This exercise asks for every line of the material that includes the word "fork".

MATERIAL FOR THIS TASK
┄┄┄┄┄┄┄┄┄┄

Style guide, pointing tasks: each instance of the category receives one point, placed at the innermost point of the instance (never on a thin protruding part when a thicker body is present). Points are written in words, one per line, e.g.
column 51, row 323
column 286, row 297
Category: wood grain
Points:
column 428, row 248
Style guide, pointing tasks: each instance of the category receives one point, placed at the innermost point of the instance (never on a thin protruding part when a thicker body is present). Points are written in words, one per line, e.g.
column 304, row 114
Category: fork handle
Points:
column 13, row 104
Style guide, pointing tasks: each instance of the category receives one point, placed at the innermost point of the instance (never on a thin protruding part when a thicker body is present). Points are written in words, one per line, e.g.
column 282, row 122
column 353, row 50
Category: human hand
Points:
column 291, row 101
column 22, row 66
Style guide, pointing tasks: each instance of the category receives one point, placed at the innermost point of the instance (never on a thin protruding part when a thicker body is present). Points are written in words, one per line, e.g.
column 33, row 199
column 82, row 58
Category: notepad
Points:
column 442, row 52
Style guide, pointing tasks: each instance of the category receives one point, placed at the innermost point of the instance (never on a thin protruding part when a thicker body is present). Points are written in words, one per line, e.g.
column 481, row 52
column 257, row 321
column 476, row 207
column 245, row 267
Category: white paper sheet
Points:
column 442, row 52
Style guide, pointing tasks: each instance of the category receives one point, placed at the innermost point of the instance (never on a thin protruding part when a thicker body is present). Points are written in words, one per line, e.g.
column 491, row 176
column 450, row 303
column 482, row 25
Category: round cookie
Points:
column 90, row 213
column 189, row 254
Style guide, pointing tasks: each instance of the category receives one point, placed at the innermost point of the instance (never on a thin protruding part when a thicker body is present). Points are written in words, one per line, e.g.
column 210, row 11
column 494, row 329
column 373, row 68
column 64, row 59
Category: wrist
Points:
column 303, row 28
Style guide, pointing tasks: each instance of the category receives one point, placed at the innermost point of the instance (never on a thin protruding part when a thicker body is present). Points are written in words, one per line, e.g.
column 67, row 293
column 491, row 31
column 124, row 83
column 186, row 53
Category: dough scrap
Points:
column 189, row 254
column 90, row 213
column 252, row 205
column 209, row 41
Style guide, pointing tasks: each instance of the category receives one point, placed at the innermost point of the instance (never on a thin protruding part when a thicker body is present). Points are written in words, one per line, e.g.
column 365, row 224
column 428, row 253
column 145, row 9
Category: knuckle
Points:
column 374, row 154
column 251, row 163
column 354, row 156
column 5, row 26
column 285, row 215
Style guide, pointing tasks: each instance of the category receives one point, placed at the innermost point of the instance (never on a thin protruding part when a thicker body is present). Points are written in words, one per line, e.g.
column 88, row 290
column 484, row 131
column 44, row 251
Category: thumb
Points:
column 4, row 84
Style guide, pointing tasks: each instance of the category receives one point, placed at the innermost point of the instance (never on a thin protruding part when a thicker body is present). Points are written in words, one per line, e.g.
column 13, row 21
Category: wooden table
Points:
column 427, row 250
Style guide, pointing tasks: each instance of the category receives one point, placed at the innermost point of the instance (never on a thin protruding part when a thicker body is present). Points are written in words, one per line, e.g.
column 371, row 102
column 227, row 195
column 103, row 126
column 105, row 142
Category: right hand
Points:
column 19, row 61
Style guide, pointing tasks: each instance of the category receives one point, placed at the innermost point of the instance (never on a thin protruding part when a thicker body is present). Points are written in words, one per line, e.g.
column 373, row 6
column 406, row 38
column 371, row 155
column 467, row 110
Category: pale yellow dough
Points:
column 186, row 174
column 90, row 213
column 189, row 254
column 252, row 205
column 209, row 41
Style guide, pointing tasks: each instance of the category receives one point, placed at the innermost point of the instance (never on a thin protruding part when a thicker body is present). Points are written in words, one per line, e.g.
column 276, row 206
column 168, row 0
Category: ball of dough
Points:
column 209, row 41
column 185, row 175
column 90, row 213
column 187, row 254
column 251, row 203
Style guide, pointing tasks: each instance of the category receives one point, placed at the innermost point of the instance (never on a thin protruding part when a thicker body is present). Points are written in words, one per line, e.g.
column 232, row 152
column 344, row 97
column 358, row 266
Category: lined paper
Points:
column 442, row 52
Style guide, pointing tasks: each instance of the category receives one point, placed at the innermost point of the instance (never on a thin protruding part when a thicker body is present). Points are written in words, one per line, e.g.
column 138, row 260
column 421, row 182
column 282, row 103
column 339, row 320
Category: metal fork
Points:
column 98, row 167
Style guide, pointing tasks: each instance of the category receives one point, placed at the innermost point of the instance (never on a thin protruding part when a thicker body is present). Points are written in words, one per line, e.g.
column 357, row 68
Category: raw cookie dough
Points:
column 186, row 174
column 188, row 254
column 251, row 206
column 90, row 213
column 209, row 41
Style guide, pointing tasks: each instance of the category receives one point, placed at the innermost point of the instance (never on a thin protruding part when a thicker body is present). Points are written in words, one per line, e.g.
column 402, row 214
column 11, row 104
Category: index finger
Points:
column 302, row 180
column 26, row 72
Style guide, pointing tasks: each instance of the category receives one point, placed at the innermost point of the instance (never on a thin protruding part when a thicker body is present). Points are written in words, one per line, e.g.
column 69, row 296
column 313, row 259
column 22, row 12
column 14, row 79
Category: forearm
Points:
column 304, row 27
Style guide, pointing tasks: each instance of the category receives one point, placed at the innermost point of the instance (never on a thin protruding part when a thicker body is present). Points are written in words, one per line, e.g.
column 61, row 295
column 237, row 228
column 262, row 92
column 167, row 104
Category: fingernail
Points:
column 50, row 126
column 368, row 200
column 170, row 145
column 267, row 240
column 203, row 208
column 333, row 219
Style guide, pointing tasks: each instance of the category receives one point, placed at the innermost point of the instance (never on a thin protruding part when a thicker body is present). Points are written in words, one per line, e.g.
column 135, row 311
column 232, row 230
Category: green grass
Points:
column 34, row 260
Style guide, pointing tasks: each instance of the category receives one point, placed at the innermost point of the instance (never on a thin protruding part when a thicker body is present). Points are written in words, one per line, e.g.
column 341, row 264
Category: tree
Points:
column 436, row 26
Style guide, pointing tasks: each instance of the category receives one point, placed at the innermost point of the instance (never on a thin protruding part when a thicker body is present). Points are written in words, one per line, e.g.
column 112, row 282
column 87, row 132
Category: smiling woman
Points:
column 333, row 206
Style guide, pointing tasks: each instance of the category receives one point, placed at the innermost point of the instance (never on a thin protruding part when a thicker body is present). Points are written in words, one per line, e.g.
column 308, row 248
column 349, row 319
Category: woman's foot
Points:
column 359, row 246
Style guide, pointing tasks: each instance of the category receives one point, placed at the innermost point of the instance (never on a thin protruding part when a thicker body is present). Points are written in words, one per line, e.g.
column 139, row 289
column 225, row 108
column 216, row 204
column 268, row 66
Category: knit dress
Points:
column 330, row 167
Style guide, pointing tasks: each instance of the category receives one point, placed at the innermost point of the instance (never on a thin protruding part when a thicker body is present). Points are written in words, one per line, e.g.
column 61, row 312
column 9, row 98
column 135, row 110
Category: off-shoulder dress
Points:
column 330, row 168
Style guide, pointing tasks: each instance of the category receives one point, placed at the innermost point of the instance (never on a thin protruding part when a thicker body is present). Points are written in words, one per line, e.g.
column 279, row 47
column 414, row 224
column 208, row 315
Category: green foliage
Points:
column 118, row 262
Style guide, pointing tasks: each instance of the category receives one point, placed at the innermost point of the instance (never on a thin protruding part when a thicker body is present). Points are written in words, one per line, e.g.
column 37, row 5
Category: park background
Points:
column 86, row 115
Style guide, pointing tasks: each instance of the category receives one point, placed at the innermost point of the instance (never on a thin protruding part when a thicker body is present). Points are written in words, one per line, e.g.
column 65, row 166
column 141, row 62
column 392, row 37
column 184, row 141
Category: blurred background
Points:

┄┄┄┄┄┄┄┄┄┄

WRITTEN SOLUTION
Category: fork handle
Category: metal fork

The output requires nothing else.